==== Extracted text ====

Human Design tells me that I'm in the 1% of the population who should wait a lunar cycle before making big decisions. That knowledge sits with me.
I keep waiting for someone to blow the whistle to let me in from recess. I keep waiting for a decision, by an adult, that will give me a Bookmark Moment in this pandemic where it will feel like things are looking up. There was a moment mid-variants (between Original Flavor and Delta Delight) when everyone on Tinder was fucking like salmon searching for their reds - with a desperation as though we might die. I keep forgetting to count just how many strangers shoes sat at my door. But can you blame us? We spent the last year+ literally being afraid of that very thing. My profile described me as feral and that and "plucky" are potentially my two favorite descriptors of myself. That moment stood for a lot of things, but it wasn't the one I was waiting for. I kept waiting and wanting a Mom or a Dad to come and say "Hey, we were confused before, but we've learned from that confusion. It was scary and will still be scary for awhile but we have a plan and we're going to get through it together."
But no one came. No one is coming. We who do survive this virus are going to do it with support from the communities we've created. I know I'm tired. I can only imagine how tired you are too. I wish you could sit and rest awhile. I'd make you hot chocolate, roll you a joint and sit on pillows with you if I could. I wish you peace my friends. Not the pursuit of it. Not the plan for it. Not the ephemeral orgasm of it but the actual thing that's in your body waiting for you to wait with it. I want peace for you. I want presence for you. I want a quiet that I've experienced at the tip of the tail end of many a orgasm while collapsing into a lover's arms. I want us to be so well-practiced at life that we salivate over our own stillness.

==== Provided records ====

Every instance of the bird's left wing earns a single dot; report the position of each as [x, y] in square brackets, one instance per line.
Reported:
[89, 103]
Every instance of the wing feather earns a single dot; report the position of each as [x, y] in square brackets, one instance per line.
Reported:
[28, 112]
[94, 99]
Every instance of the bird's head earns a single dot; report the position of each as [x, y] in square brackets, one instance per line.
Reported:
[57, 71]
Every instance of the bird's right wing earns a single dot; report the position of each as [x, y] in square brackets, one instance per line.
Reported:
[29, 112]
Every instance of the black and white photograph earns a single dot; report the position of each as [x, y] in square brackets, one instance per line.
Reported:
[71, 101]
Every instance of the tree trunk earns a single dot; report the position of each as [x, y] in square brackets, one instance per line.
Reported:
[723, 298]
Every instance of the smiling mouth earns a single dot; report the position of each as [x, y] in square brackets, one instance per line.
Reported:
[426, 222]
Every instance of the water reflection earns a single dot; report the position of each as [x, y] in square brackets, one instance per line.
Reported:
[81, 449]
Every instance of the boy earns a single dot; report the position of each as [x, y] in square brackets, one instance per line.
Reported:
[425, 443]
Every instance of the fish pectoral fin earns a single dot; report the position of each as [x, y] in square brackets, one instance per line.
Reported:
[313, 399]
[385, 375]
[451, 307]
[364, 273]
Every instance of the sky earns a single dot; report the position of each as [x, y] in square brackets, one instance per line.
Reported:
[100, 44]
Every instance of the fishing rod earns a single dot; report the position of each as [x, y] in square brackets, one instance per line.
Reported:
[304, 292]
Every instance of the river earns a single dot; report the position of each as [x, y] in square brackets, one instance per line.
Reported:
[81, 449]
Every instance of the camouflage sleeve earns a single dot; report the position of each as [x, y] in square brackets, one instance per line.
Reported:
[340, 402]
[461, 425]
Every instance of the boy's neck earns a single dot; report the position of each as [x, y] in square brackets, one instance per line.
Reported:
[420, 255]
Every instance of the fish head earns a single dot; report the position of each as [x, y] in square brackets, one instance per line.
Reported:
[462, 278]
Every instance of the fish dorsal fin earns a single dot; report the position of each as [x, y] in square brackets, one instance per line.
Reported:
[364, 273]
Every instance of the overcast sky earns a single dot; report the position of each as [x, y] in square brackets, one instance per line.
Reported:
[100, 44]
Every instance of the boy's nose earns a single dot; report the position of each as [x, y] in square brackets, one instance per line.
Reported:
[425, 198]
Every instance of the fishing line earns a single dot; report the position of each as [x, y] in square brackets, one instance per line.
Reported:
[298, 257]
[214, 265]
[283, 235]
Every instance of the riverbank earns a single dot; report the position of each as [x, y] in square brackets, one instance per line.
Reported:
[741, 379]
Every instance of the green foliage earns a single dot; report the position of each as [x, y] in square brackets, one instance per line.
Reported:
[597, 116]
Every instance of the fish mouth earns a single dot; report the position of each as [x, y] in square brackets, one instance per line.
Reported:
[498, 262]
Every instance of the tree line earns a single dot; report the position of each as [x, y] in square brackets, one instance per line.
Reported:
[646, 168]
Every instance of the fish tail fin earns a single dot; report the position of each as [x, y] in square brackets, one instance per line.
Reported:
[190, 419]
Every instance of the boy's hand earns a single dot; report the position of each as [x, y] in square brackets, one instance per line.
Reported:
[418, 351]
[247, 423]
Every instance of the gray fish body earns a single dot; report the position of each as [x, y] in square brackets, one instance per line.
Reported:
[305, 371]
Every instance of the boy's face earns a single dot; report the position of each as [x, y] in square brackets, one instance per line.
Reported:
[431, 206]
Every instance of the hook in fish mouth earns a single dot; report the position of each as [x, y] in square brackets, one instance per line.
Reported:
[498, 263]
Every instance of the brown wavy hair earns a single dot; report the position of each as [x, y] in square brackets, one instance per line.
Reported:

====

> Action item:
Copy the pandemic essay word for word, from "But no one came." to "our own stillness.".

> Written reply:
But no one came. No one is coming. We who do survive this virus are going to do it with support from the communities we've created. I know I'm tired. I can only imagine how tired you are too. I wish you could sit and rest awhile. I'd make you hot chocolate, roll you a joint and sit on pillows with you if I could. I wish you peace my friends. Not the pursuit of it. Not the plan for it. Not the ephemeral orgasm of it but the actual thing that's in your body waiting for you to wait with it. I want peace for you. I want presence for you. I want a quiet that I've experienced at the tip of the tail end of many a orgasm while collapsing into a lover's arms. I want us to be so well-practiced at life that we salivate over our own stillness.